Each line below from the one containing "Target: sandy soil" through the one containing "If you could indicate the weathered" should be output exactly as it stands, and no other line should appear.
== Dataset records
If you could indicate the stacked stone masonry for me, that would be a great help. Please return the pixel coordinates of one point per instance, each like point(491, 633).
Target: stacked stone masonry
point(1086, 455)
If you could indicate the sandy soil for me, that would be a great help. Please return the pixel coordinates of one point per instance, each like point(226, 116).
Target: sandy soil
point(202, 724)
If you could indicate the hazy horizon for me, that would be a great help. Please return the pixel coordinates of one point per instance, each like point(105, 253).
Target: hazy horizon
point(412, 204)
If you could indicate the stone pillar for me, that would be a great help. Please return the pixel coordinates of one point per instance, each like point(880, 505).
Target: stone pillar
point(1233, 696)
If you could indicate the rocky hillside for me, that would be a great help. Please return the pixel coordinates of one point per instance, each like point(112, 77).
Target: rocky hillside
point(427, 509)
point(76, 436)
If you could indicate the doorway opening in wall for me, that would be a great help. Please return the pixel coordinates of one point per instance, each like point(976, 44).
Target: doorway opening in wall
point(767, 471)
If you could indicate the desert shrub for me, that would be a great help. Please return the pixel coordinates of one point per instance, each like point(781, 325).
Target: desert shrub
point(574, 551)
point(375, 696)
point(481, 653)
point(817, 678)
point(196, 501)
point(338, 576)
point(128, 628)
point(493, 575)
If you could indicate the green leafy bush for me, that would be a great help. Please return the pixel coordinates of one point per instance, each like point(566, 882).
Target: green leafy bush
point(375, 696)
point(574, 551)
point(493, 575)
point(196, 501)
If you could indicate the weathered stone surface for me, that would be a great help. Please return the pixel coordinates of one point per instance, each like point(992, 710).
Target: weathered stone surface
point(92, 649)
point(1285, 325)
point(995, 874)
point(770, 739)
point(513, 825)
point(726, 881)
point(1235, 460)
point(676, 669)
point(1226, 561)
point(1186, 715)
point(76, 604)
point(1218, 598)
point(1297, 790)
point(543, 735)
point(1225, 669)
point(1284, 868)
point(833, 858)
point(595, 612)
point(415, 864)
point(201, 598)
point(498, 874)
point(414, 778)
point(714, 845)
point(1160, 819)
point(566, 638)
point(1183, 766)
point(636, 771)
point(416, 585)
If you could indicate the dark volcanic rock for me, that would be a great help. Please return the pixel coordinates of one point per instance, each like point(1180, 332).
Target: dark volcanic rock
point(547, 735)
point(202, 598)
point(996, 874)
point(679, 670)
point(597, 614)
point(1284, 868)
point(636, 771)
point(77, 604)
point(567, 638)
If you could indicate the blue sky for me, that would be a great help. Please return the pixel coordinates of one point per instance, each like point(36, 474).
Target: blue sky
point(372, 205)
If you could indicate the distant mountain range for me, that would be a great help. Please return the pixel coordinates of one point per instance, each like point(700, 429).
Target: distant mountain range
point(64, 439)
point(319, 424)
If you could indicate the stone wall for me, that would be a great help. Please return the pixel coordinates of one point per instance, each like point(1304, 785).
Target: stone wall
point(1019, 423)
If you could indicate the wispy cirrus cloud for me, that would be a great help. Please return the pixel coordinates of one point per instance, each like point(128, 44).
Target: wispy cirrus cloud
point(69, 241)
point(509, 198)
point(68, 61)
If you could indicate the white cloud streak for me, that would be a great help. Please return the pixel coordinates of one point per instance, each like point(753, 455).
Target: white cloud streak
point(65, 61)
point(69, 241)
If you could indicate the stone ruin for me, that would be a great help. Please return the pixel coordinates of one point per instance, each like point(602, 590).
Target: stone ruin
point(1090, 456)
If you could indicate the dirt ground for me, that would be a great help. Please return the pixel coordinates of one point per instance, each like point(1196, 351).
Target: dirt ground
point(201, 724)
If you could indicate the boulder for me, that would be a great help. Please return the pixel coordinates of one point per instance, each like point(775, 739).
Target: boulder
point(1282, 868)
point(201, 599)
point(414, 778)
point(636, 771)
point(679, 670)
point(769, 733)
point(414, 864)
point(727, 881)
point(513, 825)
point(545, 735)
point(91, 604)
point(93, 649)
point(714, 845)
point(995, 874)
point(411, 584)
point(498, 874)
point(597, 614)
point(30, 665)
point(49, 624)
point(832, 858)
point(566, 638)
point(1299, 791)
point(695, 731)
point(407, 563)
====
> _Answer section_
Target: sandy soil
point(202, 724)
If you could indicate the hazy horizon for me, that would be a great help. Please return the pixel coordinates of one point per instance, each like point(105, 253).
Target: hazy horizon
point(412, 204)
If you could indicate the stone pillar for me, that would be a great help. Please return the pixel coordinates of one point per instance, each like point(880, 505).
Target: stone pillar
point(1233, 696)
If you could indicate the rocky hillside for me, that would be a great help. Please return the pixel coordinates of one point per instance, each like point(112, 77).
Target: rocky hillside
point(427, 509)
point(76, 436)
If you could indicate the doorway opening in wall for me, that would be a great help. Please return the pixel coordinates of one point per instance, each like point(976, 44).
Target: doorway opening in wall
point(767, 471)
If you could indicate the desert shrub for me, that would be a great help. Please return the pixel coordinates of one point per instance, each like point(781, 325).
Target: desert shrub
point(574, 551)
point(375, 696)
point(481, 653)
point(817, 678)
point(196, 501)
point(338, 576)
point(128, 628)
point(493, 575)
If you could indicate the green leafy bush for me, that would be a great help. Please return the pixel coordinates of one point per instance, each like point(566, 882).
Target: green leafy bush
point(375, 696)
point(574, 551)
point(493, 575)
point(196, 501)
If you could indicate the weathered stone surface for me, that would be a great help. Please return the pixel coordinates of one point per instance, each like point(992, 710).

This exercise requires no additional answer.